=== Stated goal ===
Duplicate every line of the material below without any alteration.

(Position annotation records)
* BEGIN *

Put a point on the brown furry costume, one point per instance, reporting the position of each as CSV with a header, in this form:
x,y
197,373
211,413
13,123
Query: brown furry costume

* END *

=== In response ===
Put a point on the brown furry costume, one point per instance, reporting the position of each as CSV with a header, in this form:
x,y
197,373
211,413
13,123
Query: brown furry costume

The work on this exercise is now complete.